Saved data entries
○ ○ ○ ○ ○

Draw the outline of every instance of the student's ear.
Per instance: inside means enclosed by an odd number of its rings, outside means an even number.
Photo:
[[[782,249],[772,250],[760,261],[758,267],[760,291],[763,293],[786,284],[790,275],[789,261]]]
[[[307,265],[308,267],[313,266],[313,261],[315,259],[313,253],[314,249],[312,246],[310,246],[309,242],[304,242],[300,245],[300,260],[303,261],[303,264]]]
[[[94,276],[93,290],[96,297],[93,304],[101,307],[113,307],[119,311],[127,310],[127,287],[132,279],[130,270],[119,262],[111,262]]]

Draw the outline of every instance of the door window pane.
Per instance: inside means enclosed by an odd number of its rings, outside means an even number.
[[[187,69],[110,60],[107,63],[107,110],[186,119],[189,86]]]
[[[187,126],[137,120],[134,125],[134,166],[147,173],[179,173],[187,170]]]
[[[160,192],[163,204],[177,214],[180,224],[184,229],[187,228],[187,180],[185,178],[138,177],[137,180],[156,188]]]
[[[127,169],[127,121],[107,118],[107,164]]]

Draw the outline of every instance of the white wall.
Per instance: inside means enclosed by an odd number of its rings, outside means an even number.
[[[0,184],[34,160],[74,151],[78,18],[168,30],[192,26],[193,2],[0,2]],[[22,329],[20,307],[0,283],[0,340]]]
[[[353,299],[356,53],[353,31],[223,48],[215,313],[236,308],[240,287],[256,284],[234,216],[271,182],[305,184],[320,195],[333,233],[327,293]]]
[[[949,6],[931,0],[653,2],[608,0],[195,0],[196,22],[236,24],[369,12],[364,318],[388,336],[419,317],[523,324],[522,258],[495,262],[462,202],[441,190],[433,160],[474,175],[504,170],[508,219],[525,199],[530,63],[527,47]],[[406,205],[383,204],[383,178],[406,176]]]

○ ○ ○ ○ ○

Transcribe all of the records above without altering anything.

Output for this task:
Draw the outline of every instance of the student's ear.
Per instance: inside means enclosed by an odd number of its rings, outside means an even number.
Photo:
[[[782,249],[772,250],[760,261],[758,267],[760,291],[763,293],[786,284],[790,275],[789,261]]]
[[[307,265],[308,267],[313,266],[313,261],[315,259],[313,253],[314,249],[312,246],[310,246],[309,242],[304,242],[300,245],[300,260],[303,261],[303,264]]]
[[[94,276],[93,290],[96,297],[93,304],[101,307],[113,307],[119,311],[127,310],[127,287],[132,279],[130,270],[119,262],[111,262]]]

Draw the outline of every instance of the door window pane.
Per instance: inside means enclosed by an odd number of its rings, outside means an even number.
[[[187,69],[110,60],[107,63],[107,110],[186,119],[189,86]]]
[[[187,126],[137,120],[134,125],[134,166],[147,173],[179,173],[187,170]]]
[[[160,192],[163,204],[177,214],[180,224],[184,229],[187,228],[187,180],[185,178],[138,177],[137,180],[156,188]]]
[[[127,169],[127,121],[107,118],[107,164]]]

Draw the outline of every instance of the white wall.
Per instance: inside means enclosed by an odd number of its rings, outside means an even number.
[[[0,184],[34,160],[74,151],[78,18],[168,30],[192,26],[193,2],[0,2]],[[22,329],[20,307],[0,283],[0,340]]]
[[[353,299],[356,53],[353,31],[223,48],[215,313],[236,308],[240,287],[256,284],[234,216],[271,182],[305,184],[320,195],[333,233],[327,293]]]
[[[949,6],[931,0],[653,2],[608,0],[195,0],[196,22],[236,24],[369,12],[364,318],[388,336],[419,317],[523,324],[522,258],[495,262],[462,202],[441,190],[433,160],[474,175],[504,170],[508,219],[525,199],[530,63],[527,47]],[[406,205],[383,204],[383,178],[406,176]]]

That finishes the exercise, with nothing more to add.